In the review of The Beginning of Infinity, why does Deutsch reject "you can't derive an ought from an is" as a reason to exclude facts from discussions of morality? Answer in one to three sentences.

- **READING PASSAGE**:
------------------------
Sunday, May 20, 2012

The Beginning of Infinity, David Deutsch

David Deutsch's The Beginning of infinity was a fun and surprising read. Deutsch is well known as a theoretical physicist (having pioneered the idea of quantum computing), and has written very readable papers and books and given good talks at TED and elsewhere. In this book, he talks about a wide variety of systems that allow unlimited expression, growth, and progress. His goal is to show how DNA is a universal language for describing how to build varieties of living things in the same way that a Turing machine can express different kinds of computation. He talks about how the discovery of the scientific method put us on a path to learning an ever-growing set of facts about how the world works.

He comes across as very libertarian, (which Wikipedia presents matter-of-factly), though he's not strident about it at all.

His explanation of explanation is that good explanations capture details about something of interest in a way that is hard to vary; if you change any of the parts of a good explanation, you get a story that doesn't stick together, or that makes predictions that don't hold up. Bad explanations can be just-so stories, or "because the gods wanted it that way". Why did the gods want it that way? What if they change their mind or disagree? And a really good explanation adds details about facets of reality other than its primary aim.

When talking about the foundations for reasoning about morality, Deutsch demolishes the old maxim that "you can't derive an ought from an is" as a basis for rejecting facts as evidence in discussions of morality. He points out that while it's literally true, it's also the case that you don't derive physical laws from single facts. Instead facts fuel intuitions that lead to proposals for theories, and can count as evidence against particular proposed theories. If a theory runs counter to an observed fact, the theory loses. Similarly, "observed facts can be useful in criticizing moral explanations." In order to persuade people of a moral theory, proponents have to offer explanations, and when those explanations are refuted by observation, the listeners will often be skeptical.

I found this passage, on the evolutionary origins of DNA as a universal language to be incisive enough that I posted it to Google+:

Initially, the genetic code and the mechanism that interpreted it were both evolving along with everything else in the organisms. But there came a moment when the code stopped evolving yet the organisms continued to do so. At that moment the system was coding for nothing more complex than primitive, single celled creatures. Yet virtually all subsequent organisms on Earth, to this day, have not only been based on DNA replicators but have used exactly the same alpahabet of bases, grouped into three-base 'words', with only small variations in the meanings of those 'words'.
------------------------
- **DATASET RECORDS**:
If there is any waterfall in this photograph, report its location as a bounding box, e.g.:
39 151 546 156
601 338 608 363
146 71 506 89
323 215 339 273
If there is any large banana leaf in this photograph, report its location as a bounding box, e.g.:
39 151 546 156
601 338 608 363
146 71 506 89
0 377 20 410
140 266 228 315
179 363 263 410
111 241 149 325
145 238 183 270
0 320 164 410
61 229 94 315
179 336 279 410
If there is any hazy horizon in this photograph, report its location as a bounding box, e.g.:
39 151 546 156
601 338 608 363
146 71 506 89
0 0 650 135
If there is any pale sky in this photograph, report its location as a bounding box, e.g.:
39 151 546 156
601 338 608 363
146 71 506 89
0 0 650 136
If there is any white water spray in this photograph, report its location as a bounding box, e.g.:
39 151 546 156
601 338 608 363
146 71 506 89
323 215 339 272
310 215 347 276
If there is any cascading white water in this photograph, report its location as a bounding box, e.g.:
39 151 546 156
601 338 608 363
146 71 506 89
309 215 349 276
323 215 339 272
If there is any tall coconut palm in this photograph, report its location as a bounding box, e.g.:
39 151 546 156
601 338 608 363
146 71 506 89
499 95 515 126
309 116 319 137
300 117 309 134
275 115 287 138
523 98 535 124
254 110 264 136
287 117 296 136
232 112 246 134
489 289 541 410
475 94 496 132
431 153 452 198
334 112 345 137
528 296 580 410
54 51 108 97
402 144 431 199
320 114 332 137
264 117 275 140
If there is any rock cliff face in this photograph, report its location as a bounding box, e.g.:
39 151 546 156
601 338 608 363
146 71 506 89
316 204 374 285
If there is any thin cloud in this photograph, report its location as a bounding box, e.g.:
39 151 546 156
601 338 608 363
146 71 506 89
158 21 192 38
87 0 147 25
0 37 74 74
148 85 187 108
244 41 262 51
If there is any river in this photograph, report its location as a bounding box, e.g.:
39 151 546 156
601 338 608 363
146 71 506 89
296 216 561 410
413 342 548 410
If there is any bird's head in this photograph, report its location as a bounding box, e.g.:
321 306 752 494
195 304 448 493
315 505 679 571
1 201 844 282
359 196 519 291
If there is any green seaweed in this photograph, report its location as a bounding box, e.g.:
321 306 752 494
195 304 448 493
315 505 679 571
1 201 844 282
------------------------
- **WRITTEN ANSWER**: Although the maxim is literally true, physical laws aren't derived from single facts either. Facts instead fuel intuitions that lead to proposed theories and can count as evidence against them. In the same way, observed facts can be useful in criticizing moral explanations.